## CONSEGNA A
Indichi se ciascuna affermazione concorda con il brano sull'America, rispondendo sì o no e citando alla lettera le parole del brano che lo stabiliscono. (i) La frase «Life is made of choices» è stata pronunciata durante un'intervista a una dottoressa. (ii) La seconda strada del crocevia è piena di buche. (iii) La prima strada del crocevia corrisponde allo status quo.
## CONSEGNA B
Prosegua il brano sull'America a partire dalla sua ultima frase.

## BRANO DA LEGGERE
▶
Molto più di un pezzo di terra
Quando l'America diventa un atto di libertà e ribellione, o conseguenza di scelte difficili.
“Life is made of choices”: la vita è fatta di scelte. È una frase che è uscita durante un’intervista che stavo facendo a una dottoressa parlando di momenti difficili della propria carriera. Banalità, diranno i lettori, eppure è il perfetto incipit per rispondere alla domanda di questo carteggio: perché l’America?
Scrivere d’America è diventata per me una scelta di vita, un’opportunità in un momento difficile e che fa parte di una storia più complessa. Ora, immaginate un crocevia in cui ci sono tre strade. La prima è lo status quo, una strada sicura, la solita, ma in penombra con una luce distantissima, che non ti mette tranquilla, che ti manda in panico; non c’è quel richiamo a continuarla, nessuna soddisfazione. La seconda è tutto sommato facile, senza ostacoli, ma un rettilineo lungo e tedioso in mezzo al nulla; e, infine, c’è la strada piena di buche, paurosa, insidiosa, ma che con una mappa giusta e un po’ di sudore puoi riuscire a superare.
◀
## MATERIALE RACCOLTO
▶
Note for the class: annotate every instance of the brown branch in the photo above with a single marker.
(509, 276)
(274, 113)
◀
## RISPOSTA SCRITTA A
(i) Sì: «È una frase che è uscita durante un’intervista che stavo facendo a una dottoressa».
(ii) No: «La seconda è tutto sommato facile, senza ostacoli, ma un rettilineo lungo e tedioso in mezzo al nulla».
(iii) Sì: «La prima è lo status quo, una strada sicura, la solita».

## RISPOSTA SCRITTA B
A 18 anni, sempre per questioni di vita, l’America era già vicina a me da un po’, anche se ancora leggermente distante. Quella presenza silenziosa, quello spettro dietro la schiena. Per un po’ l’ho odiata, sempre per motivi personali, e anche un po’ ideologici. Poi è arrivata l’università, letteralmente la fuga verso l’età adulta e, nonostante la scelta della lingua su cui specializzarsi fosse ricaduta sull’inglese britannico, l’America è tornata a essere una presenza imponente, ma ancora silenziosa.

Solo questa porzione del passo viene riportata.